*Written instruction*.
Duplicate the following lines exactly as they appear, from the first to the last.

[Location labeling records]

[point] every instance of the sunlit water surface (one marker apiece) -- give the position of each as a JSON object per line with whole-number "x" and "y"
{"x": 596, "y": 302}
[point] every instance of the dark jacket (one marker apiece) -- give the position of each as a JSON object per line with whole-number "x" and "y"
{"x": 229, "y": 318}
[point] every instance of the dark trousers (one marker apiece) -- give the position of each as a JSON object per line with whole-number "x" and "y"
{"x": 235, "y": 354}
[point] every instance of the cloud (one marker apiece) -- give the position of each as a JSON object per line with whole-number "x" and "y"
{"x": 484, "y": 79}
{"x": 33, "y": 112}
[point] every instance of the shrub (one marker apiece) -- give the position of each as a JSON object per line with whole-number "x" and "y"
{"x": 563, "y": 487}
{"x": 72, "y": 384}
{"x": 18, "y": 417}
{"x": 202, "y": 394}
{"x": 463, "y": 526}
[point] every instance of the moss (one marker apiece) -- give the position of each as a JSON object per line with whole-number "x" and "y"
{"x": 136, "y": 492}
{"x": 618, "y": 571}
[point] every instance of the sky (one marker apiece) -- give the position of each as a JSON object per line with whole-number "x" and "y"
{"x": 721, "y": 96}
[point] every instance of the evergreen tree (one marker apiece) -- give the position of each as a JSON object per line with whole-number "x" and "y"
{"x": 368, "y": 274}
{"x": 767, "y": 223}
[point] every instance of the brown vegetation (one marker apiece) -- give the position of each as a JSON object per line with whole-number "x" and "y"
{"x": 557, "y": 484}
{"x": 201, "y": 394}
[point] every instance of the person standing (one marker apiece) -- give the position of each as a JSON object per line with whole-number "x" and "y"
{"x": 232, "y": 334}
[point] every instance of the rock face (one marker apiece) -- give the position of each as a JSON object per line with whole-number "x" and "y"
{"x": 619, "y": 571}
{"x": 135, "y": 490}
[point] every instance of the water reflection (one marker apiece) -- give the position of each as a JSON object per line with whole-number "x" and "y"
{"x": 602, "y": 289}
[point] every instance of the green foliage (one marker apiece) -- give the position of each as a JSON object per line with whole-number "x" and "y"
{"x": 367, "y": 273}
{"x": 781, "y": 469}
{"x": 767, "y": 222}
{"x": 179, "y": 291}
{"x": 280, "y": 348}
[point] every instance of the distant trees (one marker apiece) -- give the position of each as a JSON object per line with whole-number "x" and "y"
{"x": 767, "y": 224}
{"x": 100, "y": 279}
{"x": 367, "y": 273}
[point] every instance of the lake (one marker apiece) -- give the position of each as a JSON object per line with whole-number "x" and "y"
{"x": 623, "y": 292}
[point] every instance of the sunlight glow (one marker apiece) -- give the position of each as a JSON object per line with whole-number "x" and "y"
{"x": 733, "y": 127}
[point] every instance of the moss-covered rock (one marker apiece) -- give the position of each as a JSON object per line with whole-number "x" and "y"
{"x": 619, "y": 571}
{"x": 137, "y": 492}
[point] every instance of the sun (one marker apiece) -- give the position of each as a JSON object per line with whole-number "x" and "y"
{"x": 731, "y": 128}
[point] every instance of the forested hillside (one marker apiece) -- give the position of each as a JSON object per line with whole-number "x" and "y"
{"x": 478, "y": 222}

*Answer below*.
[point] every instance of the sunlit water surface (one marker apiece) -- give the position of each as a JSON object per line with whole-number "x" and "y"
{"x": 596, "y": 302}
[point] every instance of the dark jacket (one marker apiece) -- give the position of each as a JSON object per line with whole-number "x" and "y"
{"x": 229, "y": 318}
[point] every instance of the dark trousers (one marker apiece) -- give the position of each as a JSON object per line with whole-number "x" and "y"
{"x": 235, "y": 354}
[point] every instance of the cloud (one marker apiece) -- give the position of each as a JSON object per line with whole-number "x" and "y"
{"x": 484, "y": 79}
{"x": 33, "y": 112}
[point] every instance of the shrub (one marker apiece) -- give the position of each as a JSON object per line with whole-number "x" and "y"
{"x": 563, "y": 487}
{"x": 72, "y": 384}
{"x": 18, "y": 417}
{"x": 202, "y": 394}
{"x": 463, "y": 526}
[point] every instance of the moss (one marker apiece) -- give the position of each as a JSON object per line with whole-number "x" and "y"
{"x": 136, "y": 492}
{"x": 618, "y": 571}
[point] every instance of the sky (one marker apiece) -- give the position of each as a JSON object per line with whole-number "x" and "y"
{"x": 721, "y": 96}
[point] every instance of the evergreen tree (one marker apiece) -- give the position of each as a JSON object per line with whole-number "x" and "y"
{"x": 368, "y": 274}
{"x": 767, "y": 223}
[point] every instance of the brown vegetation (one marker apiece) -- give the position of each as a JSON object per line with whole-number "x" and "y"
{"x": 557, "y": 484}
{"x": 201, "y": 394}
[point] every instance of the person standing (one marker apiece) -- give the position of each as a JSON object per line with whole-number "x" and "y"
{"x": 232, "y": 334}
[point] every instance of the rock face (one marker apiece) -- give the position of each as a JSON object per line with whole-number "x" and "y"
{"x": 619, "y": 571}
{"x": 135, "y": 490}
[point] every instance of the water reflection (one marker apiece) -- give the position of each as a JSON object per line with whole-number "x" and "y"
{"x": 602, "y": 289}
[point] every instance of the green foliage (one marker apiece) -- give the position of each as a JSON object per line with whole-number "x" and "y"
{"x": 367, "y": 273}
{"x": 781, "y": 469}
{"x": 767, "y": 222}
{"x": 179, "y": 291}
{"x": 280, "y": 348}
[point] every instance of the distant trees (one marker apiece) -- give the position of each as a JSON object per line with whole-number "x" and "y"
{"x": 767, "y": 224}
{"x": 100, "y": 279}
{"x": 367, "y": 273}
[point] every instance of the lake (one marker apiece) -- give the position of each as a JSON object per line with whole-number "x" and "y"
{"x": 623, "y": 292}
[point] every instance of the sunlight glow (one marker apiece) -- give the position of each as a JSON object per line with whole-number "x" and "y"
{"x": 733, "y": 127}
[point] every instance of the moss-covered rock (one marker apiece) -- give the position of each as a JSON object per line with whole-number "x" and "y"
{"x": 619, "y": 571}
{"x": 137, "y": 492}
[point] every instance of the sun (one marker apiece) -- give the position of each as a JSON object per line with whole-number "x" and "y"
{"x": 731, "y": 128}
[point] every instance of the forested hillside (one marker apiece) -- give the position of each as a JSON object per line with whole-number "x" and "y"
{"x": 478, "y": 222}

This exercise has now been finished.